**TEXT BLOCK**
=====
Adventist Community Services in Mountain View Conference Donates to Bridge Project
Story by Valerie Morikone
You cannot watch today’s news for more than a few minutes before coming to the conclusion that we, as human beings, do not show much love for each other. Not only here in the U.S., but around the world we see turmoil and strife on a very grand scale,” says Larry Murphy, pastor of the Weirton and Wheeling (W.Va.) churches, and Adventist Community Services (ACS) director for the Mountain View Conference.
“The Bible says that God always has people who are willing to come to the rescue, to help those who have lost everything ... or can potentially lose everything, including their lives,” he continues.
He speaks from experience. During a flash flood in 2015, a bridge that connects Delbarton, W.Va., with a small community across the Pigeon Creek sustained significant damage. The bridge continued to deteriorate over the months that followed.
=====
**SUPPLIED MATERIAL**
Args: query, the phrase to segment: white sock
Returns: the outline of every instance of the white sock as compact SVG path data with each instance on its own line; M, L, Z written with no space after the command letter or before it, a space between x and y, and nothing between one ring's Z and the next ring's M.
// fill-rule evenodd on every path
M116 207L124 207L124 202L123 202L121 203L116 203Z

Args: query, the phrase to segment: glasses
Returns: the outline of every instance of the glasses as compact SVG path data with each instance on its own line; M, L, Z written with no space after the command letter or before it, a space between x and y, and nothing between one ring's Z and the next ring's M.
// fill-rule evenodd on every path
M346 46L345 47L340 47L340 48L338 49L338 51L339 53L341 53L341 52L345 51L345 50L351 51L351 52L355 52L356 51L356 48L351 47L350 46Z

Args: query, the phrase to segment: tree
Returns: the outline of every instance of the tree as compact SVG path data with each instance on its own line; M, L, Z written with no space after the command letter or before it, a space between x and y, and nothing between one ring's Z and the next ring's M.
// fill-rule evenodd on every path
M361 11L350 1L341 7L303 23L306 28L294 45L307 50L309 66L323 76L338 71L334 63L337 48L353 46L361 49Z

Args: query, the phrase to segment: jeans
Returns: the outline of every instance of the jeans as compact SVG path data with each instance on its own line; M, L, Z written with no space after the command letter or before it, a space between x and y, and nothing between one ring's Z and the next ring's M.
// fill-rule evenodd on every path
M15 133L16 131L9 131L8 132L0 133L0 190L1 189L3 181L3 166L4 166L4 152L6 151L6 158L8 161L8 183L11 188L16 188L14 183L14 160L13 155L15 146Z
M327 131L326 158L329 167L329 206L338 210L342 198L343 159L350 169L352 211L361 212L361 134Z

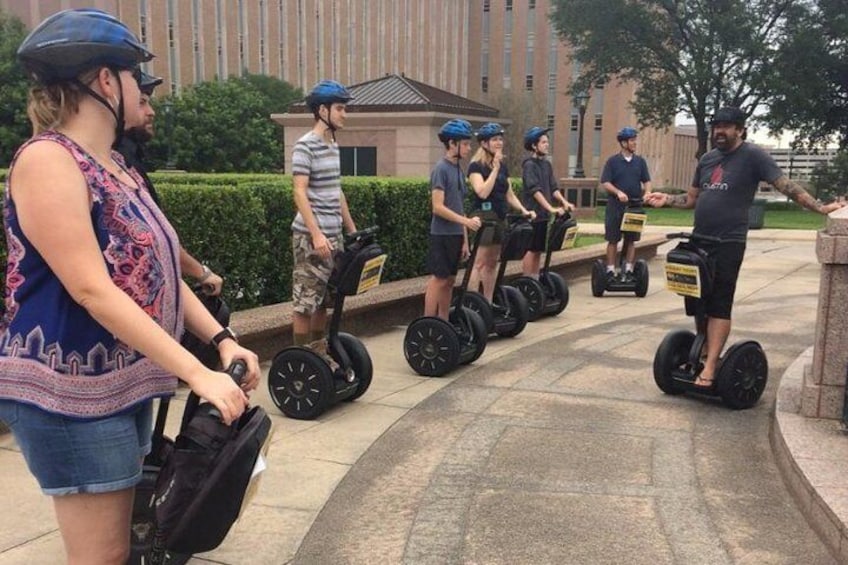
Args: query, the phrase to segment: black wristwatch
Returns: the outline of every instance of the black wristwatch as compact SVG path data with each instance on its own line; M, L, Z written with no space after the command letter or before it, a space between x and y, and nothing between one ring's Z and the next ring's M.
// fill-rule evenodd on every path
M226 328L224 328L220 332L213 335L212 340L209 343L211 343L217 349L217 347L219 345L221 345L221 342L224 341L225 339L231 339L233 341L238 341L238 337L236 337L236 332L234 332L232 329L230 329L229 326L227 326Z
=====
**TASK SET**
A: In the bridge story, which churches does Larry Murphy pastor?
B: Rewrite the part of the bridge story that begins at the words "Adventist Community Services in" and stops after "Mountain View Conference.", putting "conflict and unrest" in place of "turmoil and strife".

**PER-TASK ANSWERS**
A: The Weirton and Wheeling (W.Va.) churches.

B:
Adventist Community Services in Mountain View Conference Donates to Bridge Project
Story by Valerie Morikone
You cannot watch today’s news for more than a few minutes before coming to the conclusion that we, as human beings, do not show much love for each other. Not only here in the U.S., but around the world we see conflict and unrest on a very grand scale,” says Larry Murphy, pastor of the Weirton and Wheeling (W.Va.) churches, and Adventist Community Services (ACS) director for the Mountain View Conference.